## Given data
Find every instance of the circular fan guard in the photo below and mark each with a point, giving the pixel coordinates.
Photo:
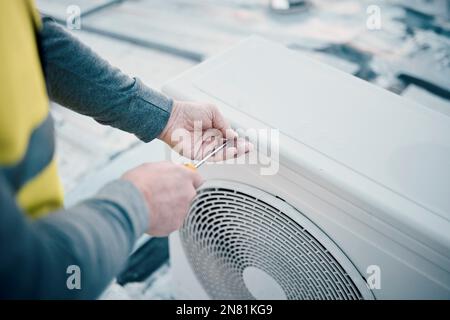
(232, 227)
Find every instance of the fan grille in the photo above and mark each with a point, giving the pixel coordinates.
(231, 227)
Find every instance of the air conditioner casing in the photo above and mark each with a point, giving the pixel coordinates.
(368, 168)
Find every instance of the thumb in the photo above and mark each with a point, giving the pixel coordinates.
(219, 123)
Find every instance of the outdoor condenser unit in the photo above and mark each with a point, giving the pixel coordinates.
(359, 207)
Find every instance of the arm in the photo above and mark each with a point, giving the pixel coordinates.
(82, 81)
(97, 235)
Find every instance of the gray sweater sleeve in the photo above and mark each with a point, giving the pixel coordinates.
(79, 79)
(96, 236)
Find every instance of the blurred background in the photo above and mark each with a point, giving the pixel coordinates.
(400, 45)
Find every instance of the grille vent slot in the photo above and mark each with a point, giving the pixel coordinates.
(233, 226)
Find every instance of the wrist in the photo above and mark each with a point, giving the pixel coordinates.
(166, 132)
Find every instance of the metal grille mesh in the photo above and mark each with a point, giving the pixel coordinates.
(232, 226)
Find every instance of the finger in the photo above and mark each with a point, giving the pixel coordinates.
(219, 122)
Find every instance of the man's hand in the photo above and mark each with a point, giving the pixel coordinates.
(195, 129)
(168, 190)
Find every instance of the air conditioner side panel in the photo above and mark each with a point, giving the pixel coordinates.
(405, 273)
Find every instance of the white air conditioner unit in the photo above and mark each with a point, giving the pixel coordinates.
(359, 208)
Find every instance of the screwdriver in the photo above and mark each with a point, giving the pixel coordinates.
(195, 166)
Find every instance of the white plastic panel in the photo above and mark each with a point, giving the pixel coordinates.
(384, 137)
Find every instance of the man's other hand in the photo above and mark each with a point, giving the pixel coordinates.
(168, 190)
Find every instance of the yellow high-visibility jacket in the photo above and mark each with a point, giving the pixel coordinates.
(26, 129)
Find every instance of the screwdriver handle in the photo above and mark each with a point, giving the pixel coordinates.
(190, 166)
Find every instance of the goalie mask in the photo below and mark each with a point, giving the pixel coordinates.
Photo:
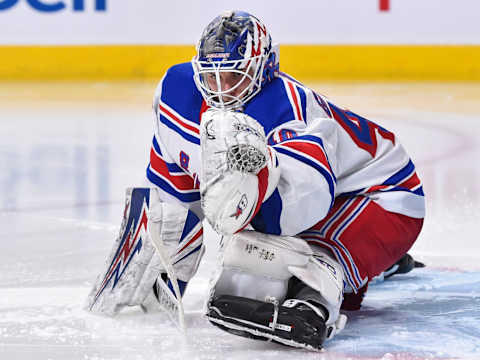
(234, 60)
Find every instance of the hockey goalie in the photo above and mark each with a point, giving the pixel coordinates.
(312, 201)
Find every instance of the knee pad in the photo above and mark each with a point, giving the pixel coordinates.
(258, 266)
(255, 265)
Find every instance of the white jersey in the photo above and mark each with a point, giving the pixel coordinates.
(324, 152)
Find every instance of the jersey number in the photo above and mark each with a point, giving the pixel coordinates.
(361, 130)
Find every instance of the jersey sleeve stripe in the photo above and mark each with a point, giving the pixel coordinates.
(268, 218)
(187, 255)
(401, 175)
(196, 236)
(180, 182)
(173, 168)
(172, 114)
(262, 189)
(187, 132)
(303, 101)
(314, 164)
(310, 149)
(162, 183)
(190, 223)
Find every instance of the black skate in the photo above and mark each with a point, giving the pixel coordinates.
(403, 266)
(295, 323)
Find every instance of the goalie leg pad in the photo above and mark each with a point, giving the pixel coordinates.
(134, 263)
(256, 270)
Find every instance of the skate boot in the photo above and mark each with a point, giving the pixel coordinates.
(296, 323)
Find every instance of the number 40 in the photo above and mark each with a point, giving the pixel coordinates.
(39, 5)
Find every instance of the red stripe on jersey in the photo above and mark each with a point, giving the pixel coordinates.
(295, 101)
(412, 182)
(262, 190)
(195, 237)
(348, 212)
(377, 188)
(181, 182)
(176, 119)
(344, 255)
(310, 149)
(203, 108)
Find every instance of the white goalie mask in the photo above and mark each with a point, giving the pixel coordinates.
(234, 60)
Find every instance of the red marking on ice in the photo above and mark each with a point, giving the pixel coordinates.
(384, 5)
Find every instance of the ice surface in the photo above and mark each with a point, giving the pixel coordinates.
(64, 166)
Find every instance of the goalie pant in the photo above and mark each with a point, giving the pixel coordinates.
(365, 239)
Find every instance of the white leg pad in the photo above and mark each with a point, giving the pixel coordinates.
(258, 266)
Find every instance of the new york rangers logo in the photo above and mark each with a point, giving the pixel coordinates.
(132, 235)
(242, 205)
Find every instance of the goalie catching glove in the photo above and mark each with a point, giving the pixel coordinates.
(239, 169)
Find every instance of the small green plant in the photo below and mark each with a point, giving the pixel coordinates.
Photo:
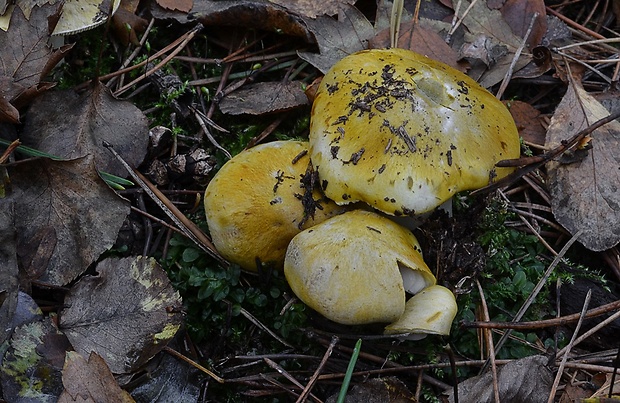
(214, 297)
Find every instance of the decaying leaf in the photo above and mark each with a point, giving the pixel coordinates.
(65, 217)
(131, 299)
(265, 97)
(338, 38)
(518, 15)
(420, 39)
(68, 125)
(524, 380)
(172, 380)
(27, 373)
(491, 41)
(184, 6)
(584, 188)
(313, 8)
(90, 381)
(8, 271)
(26, 58)
(259, 14)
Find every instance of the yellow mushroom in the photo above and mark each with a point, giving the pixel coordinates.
(355, 268)
(257, 203)
(404, 133)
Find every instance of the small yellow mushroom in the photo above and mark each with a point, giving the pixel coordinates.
(355, 268)
(257, 203)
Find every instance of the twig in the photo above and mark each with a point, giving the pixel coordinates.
(489, 342)
(288, 376)
(541, 324)
(538, 287)
(513, 63)
(558, 376)
(315, 376)
(188, 228)
(193, 364)
(592, 331)
(186, 38)
(530, 164)
(252, 319)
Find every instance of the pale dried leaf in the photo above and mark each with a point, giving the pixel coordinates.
(90, 381)
(68, 125)
(338, 38)
(524, 380)
(585, 194)
(65, 217)
(313, 8)
(491, 40)
(265, 97)
(131, 299)
(26, 374)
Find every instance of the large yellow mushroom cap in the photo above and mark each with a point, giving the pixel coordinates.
(256, 203)
(348, 268)
(404, 133)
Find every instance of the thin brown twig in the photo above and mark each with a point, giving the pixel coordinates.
(541, 324)
(288, 376)
(558, 376)
(304, 394)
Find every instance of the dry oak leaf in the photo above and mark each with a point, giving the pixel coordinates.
(338, 38)
(585, 191)
(126, 313)
(26, 58)
(68, 125)
(65, 217)
(90, 381)
(265, 97)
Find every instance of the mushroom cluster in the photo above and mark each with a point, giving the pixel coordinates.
(390, 128)
(260, 199)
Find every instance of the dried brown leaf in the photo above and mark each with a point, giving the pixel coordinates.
(490, 40)
(259, 14)
(68, 125)
(184, 6)
(422, 40)
(65, 217)
(25, 57)
(90, 381)
(26, 375)
(313, 8)
(524, 380)
(584, 191)
(266, 97)
(130, 298)
(338, 38)
(519, 13)
(527, 119)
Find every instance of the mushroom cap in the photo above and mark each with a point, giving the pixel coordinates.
(431, 311)
(404, 133)
(348, 268)
(255, 203)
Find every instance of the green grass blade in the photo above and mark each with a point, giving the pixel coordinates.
(347, 377)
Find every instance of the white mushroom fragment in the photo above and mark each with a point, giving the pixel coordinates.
(429, 312)
(260, 199)
(348, 268)
(404, 133)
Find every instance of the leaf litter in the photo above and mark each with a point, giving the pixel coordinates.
(62, 217)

## About this task
Across the records above, return every line that contains the word "below".

## Task output
Find every instance of the circular fan guard in the photo below and mark each with a point, giving the pixel coordinates.
Find every instance of the goalie mask in the photo below and mark each with a point, giving the pixel coordinates.
Find every instance of the small green plant in the photo below and mark each with a point, giving the pixel coordinates.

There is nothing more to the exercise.